Gib aus dem ausgewählten Auszug einen Abschnitt wortgetreu wieder. Setze bei den Worten ein, die „Die Kinder dabei“ enthalten, und ende nach „zentralen Leitmotive ein.“.

Ausgewählter Auszug -

★ ★ ★ ★

Die Kinder dabei zu unterstützen, Lust am Lernen zu entwickeln und diese auch zu bewahren, dies ist meine Motivation. Das Erleben der so vielfältigen Natur hilft uns dabei. Ich habe bemerkt, wie wenig es braucht, damit ein Kind zufrieden ist und etwas Neues entdeckt. Nötig sind neue Impulse in einem behüteten Rahmen. Und dann braucht es Zeit und Lust, dem Kind den Raum zu lassen, diesen neuen Impuls zu erforschen. Unser Bauernhof in Diemerswil bietet die unterschiedlichsten, neuen Impulse und ich möchte den Kindern diesen geschützten Rahmen bieten. Im Folgenden gehe ich auf die vier für mich und mein Handeln zentralen Leitmotive ein.
Lernen mit allen Sinnen
Seit meiner Primarschulzeit bin ich überzeugt, dass Lernen mit allen Sinnen nachhaltiges Lernen fördert. Ich besuchte die Primarschule in Diemerswil, in welcher die Kinder der ersten bis zur sechsten Klasse in einem Klassenzimmer gemeinsam Unterricht haben. Diese Unterrichtsform hat mich geprägt. Ein Kind, welches in einer Grossstadt aufwächst, wird eine ganz andere Vorstellung davon haben, woher die Milch kommt, als ein Kind, welches auf einem Bauernhof aufgewachsen ist. Das Zweite wird wissen, dass die Milch von einer Kuh kommt und diese gemolken werden muss, wie es riecht im Stall, dass die Milch direkt von der Kuh anders schmeckt als die Gekaufte, dass die Kuh muht usw.
Ich denke, ein umfangreiches Bild von unserer Umwelt ist hilfreich, um sich später besser zurecht zu finden in der Gesellschaft.
Fächerübergreifendes Lernen
Um diesen Leitgedanken besser zu verstehen, erzähle ich dazu ein beispielhaftes Erlebnis: Ich war mit meinem viereinhalbjährigen Nachbarsmädchen im Garten am Karotten ernten. Da bemerkte sie, dass die Karotte eine Wurzel besitzt, welche jeweils eine andere Länge als die Karotte selbst hat. Einige Wurzeln sind viel kürzer als die dazugehörige Karotte, einige viel länger. Sie mass die Länge der beiden mit ihrem Daumen ab. Dabei entdeckte sie eine ganz kleine Karotte, welche nur einen Daumen breit war, doch die Wurzel war zehn Daumen breit. Sie realisierte, die Wurzel ist zehn Mal länger als die Karotte. Sie hatte, ohne es zu bemerken, gewiss 30 Rechnungen gemacht. Da wir sicher 30 Karotten ernteten und sie daher 30-mal die Länge mass. Und sie hatte grosse Freude daran. Dies ist, was ich unter fächerübergreifendem Lernen verstehe. Das Schöne daran ist, fast alle schulischen Fächer können auch in der Natur erlebt und erlernt werden. (Sprache: Mit den Karotten den eigenen Namen schreiben, Musik: Den Ton wahrnehmen, welche die Karotte macht, wenn man sie isst, schält, aus dem Boden zieht etc. Oder einen Rhythmus machen, wenn ich die Karotten in einen Korb lege…)

★ ★ ★ ★

Bereitgestellte Datensätze -
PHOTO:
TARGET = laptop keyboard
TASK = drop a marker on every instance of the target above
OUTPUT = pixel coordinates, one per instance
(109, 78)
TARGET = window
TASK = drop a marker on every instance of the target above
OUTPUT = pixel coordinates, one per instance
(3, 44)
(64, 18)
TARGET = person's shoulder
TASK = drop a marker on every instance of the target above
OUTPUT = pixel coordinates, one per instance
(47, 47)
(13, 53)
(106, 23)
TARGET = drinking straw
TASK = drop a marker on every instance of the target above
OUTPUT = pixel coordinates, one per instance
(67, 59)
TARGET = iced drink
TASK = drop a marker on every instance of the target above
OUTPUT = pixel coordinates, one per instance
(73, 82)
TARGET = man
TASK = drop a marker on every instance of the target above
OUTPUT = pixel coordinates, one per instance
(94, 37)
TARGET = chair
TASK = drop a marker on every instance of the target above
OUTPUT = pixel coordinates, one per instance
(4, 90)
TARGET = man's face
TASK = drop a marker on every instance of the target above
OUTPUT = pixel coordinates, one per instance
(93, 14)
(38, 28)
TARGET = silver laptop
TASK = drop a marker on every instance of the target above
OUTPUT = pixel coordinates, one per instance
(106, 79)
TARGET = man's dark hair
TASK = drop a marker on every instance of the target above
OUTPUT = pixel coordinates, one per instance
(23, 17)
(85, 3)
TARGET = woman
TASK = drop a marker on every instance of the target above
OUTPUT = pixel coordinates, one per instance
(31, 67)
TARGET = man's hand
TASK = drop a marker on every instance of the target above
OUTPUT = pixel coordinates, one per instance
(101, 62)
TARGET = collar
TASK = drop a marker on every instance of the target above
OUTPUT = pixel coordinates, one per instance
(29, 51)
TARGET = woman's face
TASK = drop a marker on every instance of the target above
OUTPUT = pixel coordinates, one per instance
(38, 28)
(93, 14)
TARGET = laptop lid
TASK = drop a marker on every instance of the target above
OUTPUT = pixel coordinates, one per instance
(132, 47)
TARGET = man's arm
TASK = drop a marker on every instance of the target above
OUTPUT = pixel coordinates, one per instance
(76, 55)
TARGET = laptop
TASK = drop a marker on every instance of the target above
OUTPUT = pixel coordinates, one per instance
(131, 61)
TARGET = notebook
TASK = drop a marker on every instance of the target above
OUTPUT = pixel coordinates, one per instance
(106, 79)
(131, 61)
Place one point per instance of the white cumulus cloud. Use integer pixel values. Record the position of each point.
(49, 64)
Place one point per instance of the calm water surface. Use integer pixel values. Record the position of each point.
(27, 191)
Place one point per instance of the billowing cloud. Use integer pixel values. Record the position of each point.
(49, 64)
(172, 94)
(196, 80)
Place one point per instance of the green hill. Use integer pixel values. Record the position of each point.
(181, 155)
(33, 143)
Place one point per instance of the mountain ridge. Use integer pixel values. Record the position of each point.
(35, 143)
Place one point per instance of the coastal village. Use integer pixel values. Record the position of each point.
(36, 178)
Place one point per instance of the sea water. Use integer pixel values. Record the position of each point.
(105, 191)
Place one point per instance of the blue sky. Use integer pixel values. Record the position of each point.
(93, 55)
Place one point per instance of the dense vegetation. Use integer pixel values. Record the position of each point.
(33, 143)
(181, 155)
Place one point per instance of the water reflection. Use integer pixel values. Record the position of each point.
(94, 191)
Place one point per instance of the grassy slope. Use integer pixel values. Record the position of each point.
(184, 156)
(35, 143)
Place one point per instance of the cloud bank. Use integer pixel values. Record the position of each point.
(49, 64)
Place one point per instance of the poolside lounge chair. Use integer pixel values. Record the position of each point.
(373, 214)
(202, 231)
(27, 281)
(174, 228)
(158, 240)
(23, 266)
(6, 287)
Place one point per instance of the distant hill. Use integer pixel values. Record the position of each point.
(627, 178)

★ ★ ★ ★

Antwort zur Aufgabe -
Die Kinder dabei zu unterstützen, Lust am Lernen zu entwickeln und diese auch zu bewahren, dies ist meine Motivation. Das Erleben der so vielfältigen Natur hilft uns dabei. Ich habe bemerkt, wie wenig es braucht, damit ein Kind zufrieden ist und etwas Neues entdeckt. Nötig sind neue Impulse in einem behüteten Rahmen. Und dann braucht es Zeit und Lust, dem Kind den Raum zu lassen, diesen neuen Impuls zu erforschen. Unser Bauernhof in Diemerswil bietet die unterschiedlichsten, neuen Impulse und ich möchte den Kindern diesen geschützten Rahmen bieten. Im Folgenden gehe ich auf die vier für mich und mein Handeln zentralen Leitmotive ein.